» **Data entries**
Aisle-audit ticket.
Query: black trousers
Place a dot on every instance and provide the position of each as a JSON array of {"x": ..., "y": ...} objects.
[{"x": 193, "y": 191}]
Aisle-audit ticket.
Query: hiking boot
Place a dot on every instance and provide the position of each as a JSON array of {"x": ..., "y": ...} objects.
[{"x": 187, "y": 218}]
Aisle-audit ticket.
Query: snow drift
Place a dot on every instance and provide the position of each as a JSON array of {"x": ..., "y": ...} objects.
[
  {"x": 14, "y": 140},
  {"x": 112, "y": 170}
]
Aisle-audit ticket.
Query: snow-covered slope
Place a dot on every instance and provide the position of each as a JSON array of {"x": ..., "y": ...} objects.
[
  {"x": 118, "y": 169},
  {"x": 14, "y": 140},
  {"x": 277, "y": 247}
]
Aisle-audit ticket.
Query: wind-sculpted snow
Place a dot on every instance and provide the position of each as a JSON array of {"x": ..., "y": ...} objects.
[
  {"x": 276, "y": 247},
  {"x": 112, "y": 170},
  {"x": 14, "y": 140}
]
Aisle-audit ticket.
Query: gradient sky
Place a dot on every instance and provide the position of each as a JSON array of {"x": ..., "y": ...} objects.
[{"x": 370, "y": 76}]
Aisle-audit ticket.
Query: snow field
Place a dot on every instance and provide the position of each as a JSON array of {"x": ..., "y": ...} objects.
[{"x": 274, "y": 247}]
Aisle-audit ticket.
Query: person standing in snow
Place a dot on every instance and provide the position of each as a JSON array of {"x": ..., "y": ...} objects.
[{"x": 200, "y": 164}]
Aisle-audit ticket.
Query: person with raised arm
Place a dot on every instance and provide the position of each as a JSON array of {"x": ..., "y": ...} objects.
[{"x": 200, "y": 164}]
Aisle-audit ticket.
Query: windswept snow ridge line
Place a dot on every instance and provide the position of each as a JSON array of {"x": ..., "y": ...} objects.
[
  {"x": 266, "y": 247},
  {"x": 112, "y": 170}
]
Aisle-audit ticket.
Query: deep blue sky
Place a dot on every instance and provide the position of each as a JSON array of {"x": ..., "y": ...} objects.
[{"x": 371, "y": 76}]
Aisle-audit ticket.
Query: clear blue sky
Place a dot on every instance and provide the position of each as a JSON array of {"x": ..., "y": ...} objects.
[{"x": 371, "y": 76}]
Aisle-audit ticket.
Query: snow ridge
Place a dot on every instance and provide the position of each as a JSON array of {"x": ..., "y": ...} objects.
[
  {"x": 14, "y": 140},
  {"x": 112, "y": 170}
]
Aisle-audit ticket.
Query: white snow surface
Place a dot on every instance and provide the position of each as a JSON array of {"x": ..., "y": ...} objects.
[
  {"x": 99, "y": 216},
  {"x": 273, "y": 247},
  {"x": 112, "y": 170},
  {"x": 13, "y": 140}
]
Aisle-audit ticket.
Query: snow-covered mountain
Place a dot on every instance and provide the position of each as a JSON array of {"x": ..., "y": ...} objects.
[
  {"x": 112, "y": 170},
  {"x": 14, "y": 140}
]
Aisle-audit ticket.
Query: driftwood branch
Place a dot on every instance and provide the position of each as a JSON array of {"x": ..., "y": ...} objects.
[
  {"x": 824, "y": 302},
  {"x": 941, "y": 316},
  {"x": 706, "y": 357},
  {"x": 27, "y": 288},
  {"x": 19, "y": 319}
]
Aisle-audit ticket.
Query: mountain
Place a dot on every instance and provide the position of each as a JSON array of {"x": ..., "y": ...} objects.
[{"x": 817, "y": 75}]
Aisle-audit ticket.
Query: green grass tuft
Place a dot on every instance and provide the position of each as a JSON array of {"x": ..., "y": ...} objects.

» **Exercise objective**
Return the listing above in full, character for character.

» **Right answer**
Aisle-audit ticket.
Query: black trousers
Place a dot on every instance and provide the position of each as a JSON array of {"x": ..., "y": ...} objects.
[{"x": 193, "y": 191}]
Aisle-audit ticket.
Query: hiking boot
Place a dot on every instance and provide the position of each as a JSON array of {"x": ..., "y": ...} objects.
[{"x": 187, "y": 218}]
Aisle-audit ticket.
Query: snow drift
Place a dot on every instance and provide the position of each as a JSON array of {"x": ..., "y": ...} objects.
[
  {"x": 14, "y": 140},
  {"x": 112, "y": 170}
]
Aisle-audit ticket.
Query: snow-covered slope
Place a dot on every instance and provide the position of each as a JSON array of {"x": ..., "y": ...} objects.
[
  {"x": 118, "y": 169},
  {"x": 14, "y": 140},
  {"x": 277, "y": 247}
]
Aisle-audit ticket.
Query: wind-sculpted snow
Place a dot on every instance and provide the position of each as a JSON array of {"x": ..., "y": ...} objects.
[
  {"x": 276, "y": 247},
  {"x": 112, "y": 170},
  {"x": 14, "y": 140}
]
Aisle-audit ticket.
Query: gradient sky
Place a dot on every instance and provide the position of each as a JSON array of {"x": ..., "y": ...} objects.
[{"x": 370, "y": 76}]
Aisle-audit ticket.
Query: snow field
Place a dot on every instance and provide the position of each as a JSON array of {"x": ..., "y": ...} objects.
[{"x": 274, "y": 247}]
Aisle-audit ticket.
Query: person standing in snow
Place a dot on every instance and provide the position of each as a JSON array of {"x": ..., "y": ...} objects.
[{"x": 200, "y": 164}]
Aisle-audit ticket.
Query: person with raised arm
Place a dot on every instance and provide the position of each as a JSON array of {"x": ..., "y": ...} objects.
[{"x": 200, "y": 164}]
Aisle-audit ticket.
Query: windswept snow ridge line
Place a dot on every instance and provide the position of each as a JSON array of {"x": ..., "y": ...} objects.
[
  {"x": 266, "y": 247},
  {"x": 112, "y": 170}
]
Aisle-audit ticket.
Query: deep blue sky
Place a dot on every instance and provide the position of each as a JSON array of {"x": ..., "y": ...} objects.
[{"x": 371, "y": 76}]
Aisle-audit ticket.
Query: clear blue sky
Place a dot on every instance and provide the position of each as a JSON array of {"x": ..., "y": ...} objects.
[{"x": 371, "y": 76}]
Aisle-audit ticket.
Query: snow ridge
Place a dot on every instance and provide the position of each as a JSON array of {"x": ..., "y": ...} objects.
[
  {"x": 14, "y": 140},
  {"x": 112, "y": 170}
]
Aisle-audit ticket.
Query: white snow surface
Place a dot on every instance and provide the position of each as a JSON array of {"x": ..., "y": ...} objects.
[
  {"x": 99, "y": 216},
  {"x": 273, "y": 247},
  {"x": 112, "y": 170},
  {"x": 13, "y": 140}
]
Aisle-audit ticket.
Query: snow-covered mountain
Place a dot on every instance and provide the position of each as a JSON array of {"x": ..., "y": ...} objects.
[
  {"x": 112, "y": 170},
  {"x": 14, "y": 140}
]
Aisle-audit ticket.
Query: driftwood branch
Place a dot on every instance and provide the position of each as a JSON array of {"x": ..., "y": ...} objects.
[
  {"x": 824, "y": 302},
  {"x": 941, "y": 316},
  {"x": 706, "y": 357},
  {"x": 27, "y": 288},
  {"x": 19, "y": 319}
]
Aisle-audit ticket.
Query: mountain
Place a dot on every instance and provide the position of each as a JSON array of {"x": ..., "y": ...} objects.
[{"x": 817, "y": 75}]
Aisle-audit ticket.
Query: green grass tuft
Place a dot on every instance and provide the position of each as a JSON array of {"x": ..., "y": ...} objects.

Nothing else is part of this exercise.